**What you will do:** Copy out each line below exactly as it appears.

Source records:

>>>

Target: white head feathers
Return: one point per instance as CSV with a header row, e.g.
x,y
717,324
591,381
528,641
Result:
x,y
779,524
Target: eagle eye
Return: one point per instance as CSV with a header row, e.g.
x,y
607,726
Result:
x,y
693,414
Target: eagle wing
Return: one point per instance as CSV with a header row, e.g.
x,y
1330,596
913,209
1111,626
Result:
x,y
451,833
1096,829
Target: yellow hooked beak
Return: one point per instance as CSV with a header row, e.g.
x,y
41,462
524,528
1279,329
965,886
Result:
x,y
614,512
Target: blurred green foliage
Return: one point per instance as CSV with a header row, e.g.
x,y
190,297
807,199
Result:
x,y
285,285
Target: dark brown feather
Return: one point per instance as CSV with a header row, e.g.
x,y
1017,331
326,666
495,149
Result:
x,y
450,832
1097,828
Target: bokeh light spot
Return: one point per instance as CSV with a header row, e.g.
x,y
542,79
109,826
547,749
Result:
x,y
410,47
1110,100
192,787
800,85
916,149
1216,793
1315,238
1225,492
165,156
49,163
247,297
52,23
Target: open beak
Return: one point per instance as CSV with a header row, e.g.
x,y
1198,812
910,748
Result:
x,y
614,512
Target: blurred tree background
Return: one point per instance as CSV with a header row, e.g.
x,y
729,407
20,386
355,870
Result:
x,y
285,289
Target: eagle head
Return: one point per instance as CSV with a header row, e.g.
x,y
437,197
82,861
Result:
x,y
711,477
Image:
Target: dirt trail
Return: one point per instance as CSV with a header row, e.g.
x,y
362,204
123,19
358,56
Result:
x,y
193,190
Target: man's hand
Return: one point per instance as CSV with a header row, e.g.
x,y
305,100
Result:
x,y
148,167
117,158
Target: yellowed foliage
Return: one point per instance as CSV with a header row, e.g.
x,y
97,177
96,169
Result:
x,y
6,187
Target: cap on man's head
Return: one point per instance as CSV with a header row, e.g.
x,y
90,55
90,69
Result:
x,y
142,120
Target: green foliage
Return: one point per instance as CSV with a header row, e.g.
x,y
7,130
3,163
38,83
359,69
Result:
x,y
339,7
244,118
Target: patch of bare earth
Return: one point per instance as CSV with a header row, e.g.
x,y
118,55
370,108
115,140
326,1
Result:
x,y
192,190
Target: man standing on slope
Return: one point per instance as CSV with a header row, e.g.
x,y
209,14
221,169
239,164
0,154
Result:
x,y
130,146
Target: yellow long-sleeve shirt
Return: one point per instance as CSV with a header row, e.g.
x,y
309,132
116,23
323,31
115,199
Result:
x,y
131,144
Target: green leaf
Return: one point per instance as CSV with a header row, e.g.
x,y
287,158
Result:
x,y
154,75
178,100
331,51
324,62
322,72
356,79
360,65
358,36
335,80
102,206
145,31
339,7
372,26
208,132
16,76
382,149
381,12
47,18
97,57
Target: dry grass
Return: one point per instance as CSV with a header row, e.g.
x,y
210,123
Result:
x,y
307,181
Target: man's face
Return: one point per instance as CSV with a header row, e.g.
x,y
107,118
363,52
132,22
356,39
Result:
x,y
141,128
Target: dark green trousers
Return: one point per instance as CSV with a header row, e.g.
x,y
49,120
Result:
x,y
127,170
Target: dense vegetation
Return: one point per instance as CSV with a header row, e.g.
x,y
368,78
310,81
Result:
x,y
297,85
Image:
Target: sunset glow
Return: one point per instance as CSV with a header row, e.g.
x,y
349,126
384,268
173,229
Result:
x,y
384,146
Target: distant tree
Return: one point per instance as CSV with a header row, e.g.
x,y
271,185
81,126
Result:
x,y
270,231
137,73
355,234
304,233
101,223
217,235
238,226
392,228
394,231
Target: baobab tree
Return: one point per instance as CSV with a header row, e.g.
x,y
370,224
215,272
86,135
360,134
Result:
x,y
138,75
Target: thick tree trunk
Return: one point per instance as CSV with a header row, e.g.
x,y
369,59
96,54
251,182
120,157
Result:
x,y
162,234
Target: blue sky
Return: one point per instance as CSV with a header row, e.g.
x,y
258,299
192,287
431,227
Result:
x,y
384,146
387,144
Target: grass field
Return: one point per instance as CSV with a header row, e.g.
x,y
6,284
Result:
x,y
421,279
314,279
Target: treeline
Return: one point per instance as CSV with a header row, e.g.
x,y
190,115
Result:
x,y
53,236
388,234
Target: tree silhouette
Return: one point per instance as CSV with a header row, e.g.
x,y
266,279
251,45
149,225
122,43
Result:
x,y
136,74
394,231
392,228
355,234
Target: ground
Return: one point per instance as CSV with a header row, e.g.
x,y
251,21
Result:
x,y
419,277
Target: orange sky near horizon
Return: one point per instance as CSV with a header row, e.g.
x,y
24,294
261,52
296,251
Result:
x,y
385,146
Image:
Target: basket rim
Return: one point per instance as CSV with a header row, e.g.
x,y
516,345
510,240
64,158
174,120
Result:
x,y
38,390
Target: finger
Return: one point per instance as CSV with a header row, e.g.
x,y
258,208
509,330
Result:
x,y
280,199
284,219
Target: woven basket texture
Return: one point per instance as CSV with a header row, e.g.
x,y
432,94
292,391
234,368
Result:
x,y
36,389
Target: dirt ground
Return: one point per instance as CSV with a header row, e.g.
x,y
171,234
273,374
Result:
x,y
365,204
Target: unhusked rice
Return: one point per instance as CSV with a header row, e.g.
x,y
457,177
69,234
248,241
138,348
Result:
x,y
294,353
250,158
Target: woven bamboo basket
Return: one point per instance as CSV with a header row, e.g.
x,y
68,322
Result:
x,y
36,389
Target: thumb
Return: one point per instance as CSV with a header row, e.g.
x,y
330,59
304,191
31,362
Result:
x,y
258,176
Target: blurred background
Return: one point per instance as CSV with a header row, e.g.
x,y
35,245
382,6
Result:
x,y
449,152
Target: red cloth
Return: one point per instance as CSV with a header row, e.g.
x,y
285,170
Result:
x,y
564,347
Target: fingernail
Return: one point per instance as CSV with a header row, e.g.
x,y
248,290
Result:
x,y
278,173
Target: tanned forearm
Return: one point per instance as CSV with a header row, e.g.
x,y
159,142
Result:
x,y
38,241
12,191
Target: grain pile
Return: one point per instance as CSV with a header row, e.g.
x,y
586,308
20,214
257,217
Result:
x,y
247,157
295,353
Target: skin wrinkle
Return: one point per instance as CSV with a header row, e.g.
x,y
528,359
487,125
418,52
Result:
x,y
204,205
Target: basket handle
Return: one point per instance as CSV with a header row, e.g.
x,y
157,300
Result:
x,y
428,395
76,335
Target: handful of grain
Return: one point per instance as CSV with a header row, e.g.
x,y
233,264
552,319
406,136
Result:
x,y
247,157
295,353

<<<

**Task solution:**
Target: white head feathers
Return: one point per instance as CSV with a header row, e.g.
x,y
717,324
591,381
528,641
Result:
x,y
779,524
Target: eagle eye
Return: one point per instance as CSV with a header row, e.g.
x,y
607,726
Result:
x,y
693,414
Target: eagle wing
Return: one point per instance as CSV with a header row, e.g.
x,y
1330,596
913,209
1111,626
Result:
x,y
451,833
1096,829
Target: yellow hooked beak
Return: one point per instance as CSV with a header row, e.g.
x,y
41,462
524,528
1279,329
965,886
Result:
x,y
614,512
Target: blurred green foliage
Return: one point per instance as CSV with a header row, e.g.
x,y
190,297
807,199
Result:
x,y
285,285
Target: dark brown feather
Return: one point per instance as CSV with a header row, e.g.
x,y
1017,331
326,666
495,149
Result:
x,y
450,832
1097,828
Target: bokeh light spot
Return: one point per instance as CSV with a header row, e.g.
x,y
542,79
109,826
547,749
Result:
x,y
410,47
1110,100
192,787
800,85
916,149
1216,793
1315,238
1225,492
165,156
49,163
247,297
52,23
Target: open beak
Return: one point per instance as CSV with a header row, e.g.
x,y
1198,812
910,748
Result:
x,y
614,512
Target: blurred tree background
Return: one point per instance as CSV with a header row, e.g.
x,y
729,407
20,386
355,870
Result:
x,y
285,289
Target: eagle head
Return: one point per instance as CSV with a header row, e.g.
x,y
437,197
82,861
Result:
x,y
711,477
Image:
Target: dirt trail
Return: one point per instance as CSV with a header row, e.g.
x,y
362,204
123,19
358,56
Result:
x,y
193,190
Target: man's hand
Return: one point per instance as CSV with a header row, e.g.
x,y
305,100
Result:
x,y
148,167
117,158
Target: yellowed foliage
Return: one point per instance as CSV with a header row, e.g.
x,y
97,177
96,169
Result:
x,y
6,187
Target: cap on man's head
Return: one point per instance as CSV with a header row, e.g.
x,y
90,55
90,69
Result:
x,y
142,120
Target: green foliage
Return: one point per instance as CSV with a header row, e.g.
x,y
7,130
3,163
38,83
359,69
Result:
x,y
339,7
244,118
Target: patch of bare earth
Return: one point per instance as CSV with a header row, e.g.
x,y
118,55
370,108
115,140
326,1
Result:
x,y
192,190
Target: man standing on slope
Return: one point per instance as CSV with a header row, e.g.
x,y
209,14
221,169
239,164
0,154
Result:
x,y
130,146
Target: yellow long-sleeve shirt
Return: one point per instance as CSV with a header row, e.g.
x,y
309,132
116,23
323,31
115,199
Result:
x,y
131,144
Target: green leaf
Return: one point per instance as CSV with a header row, e.g.
x,y
287,158
Result:
x,y
154,75
178,100
331,51
324,62
322,72
356,79
360,65
358,36
335,80
102,206
145,31
339,7
372,26
208,132
16,76
382,149
381,12
47,18
97,57
Target: dry grass
Return: one point per instance as CSV with a header row, e.g.
x,y
210,123
Result:
x,y
307,181
Target: man's face
Return: one point per instance as CSV with a header row, e.g.
x,y
107,118
363,52
132,22
356,39
Result:
x,y
141,128
Target: dark green trousers
Return: one point per instance as CSV with a header row, e.g.
x,y
49,120
Result:
x,y
127,170
Target: dense vegetation
Return: one point per instance as CSV with a header row, e.g.
x,y
368,78
310,81
Result:
x,y
297,85
Image:
Target: sunset glow
Return: one point per instance as CSV with a header row, e.g.
x,y
349,126
384,268
173,229
Result:
x,y
384,146
Target: distant tree
Return: one point per instance as CSV with a header row, e.g.
x,y
271,185
81,126
Result:
x,y
270,231
137,73
355,234
304,233
101,223
217,235
238,226
392,228
394,231
Target: baobab tree
Return: one point per instance as CSV with a header row, e.g.
x,y
370,224
215,272
86,135
360,134
Result:
x,y
138,75
Target: thick tree trunk
Return: one point per instance as CSV with a header row, e.g.
x,y
369,59
96,54
251,182
120,157
Result:
x,y
162,234
Target: blue sky
Return: one point per instance as CSV with a header row, e.g.
x,y
258,299
192,287
431,227
Result:
x,y
384,146
387,144
Target: grass field
Return: one point per instance as CSV with a header row, e.g.
x,y
6,284
Result:
x,y
421,279
314,279
Target: treeline
Return: one point per instance as CSV with a header row, e.g.
x,y
190,115
Result:
x,y
53,236
388,234
Target: tree silhouette
Return: one point per instance as CSV with a header row, e.g.
x,y
266,279
251,45
149,225
122,43
Result:
x,y
136,74
394,231
392,228
355,234
Target: ground
Return: one point per instance as CSV with a header row, e.g.
x,y
251,21
Result:
x,y
419,277
Target: orange sky near horizon
Return: one point per instance as CSV with a header row, e.g.
x,y
24,294
261,52
296,251
Result:
x,y
385,146
Image:
Target: basket rim
Return: one point per instance as CSV with a header row, e.g.
x,y
516,345
510,240
64,158
174,120
Result:
x,y
38,390
Target: finger
Return: one point per instance as CSV with a header row, e.g.
x,y
258,208
509,330
Result:
x,y
280,199
284,219
Target: woven basket texture
Return: one point per instance as CSV with a header row, e.g.
x,y
432,94
292,391
234,368
Result:
x,y
36,389
Target: dirt ground
Return: one point per instance as CSV with a header row, e.g.
x,y
171,234
273,374
Result:
x,y
365,204
Target: unhusked rice
Return: one point per instance as CSV with a header row, e.g.
x,y
457,177
69,234
248,241
138,348
Result:
x,y
294,353
250,158
Target: woven bamboo basket
Return: one point per instance as CSV with a header row, e.g.
x,y
68,322
Result:
x,y
36,389
Target: thumb
Return: one point per instance as CSV with a header row, e.g.
x,y
330,59
304,191
31,362
Result:
x,y
258,176
Target: blurred background
Return: one point per instance as CSV with a header row, e.g.
x,y
35,245
382,6
Result:
x,y
449,152
Target: red cloth
Return: one point per instance as CSV with a header row, e.g.
x,y
285,170
Result:
x,y
564,347
Target: fingernail
Return: one point per instance as CSV with a header row, e.g.
x,y
248,290
Result:
x,y
278,173
Target: tanned forearm
Return: one point per instance as CSV with a header row, e.g.
x,y
159,142
Result:
x,y
38,241
12,191
Target: grain pile
Return: one point per instance as CSV with a header row, e.g.
x,y
586,308
20,214
257,217
Result:
x,y
247,157
295,353
Target: skin wrinkle
Return: one point per instance as CSV with a header row, e.g.
x,y
528,359
487,125
418,52
Result:
x,y
204,205
Target: basket handle
Return: one point per instance as CSV with a header row, e.g.
x,y
157,300
Result:
x,y
428,395
76,335
Target: handful of grain
Return: one point per instance as CSV with a header row, e.g.
x,y
233,264
552,319
406,136
Result:
x,y
247,157
295,353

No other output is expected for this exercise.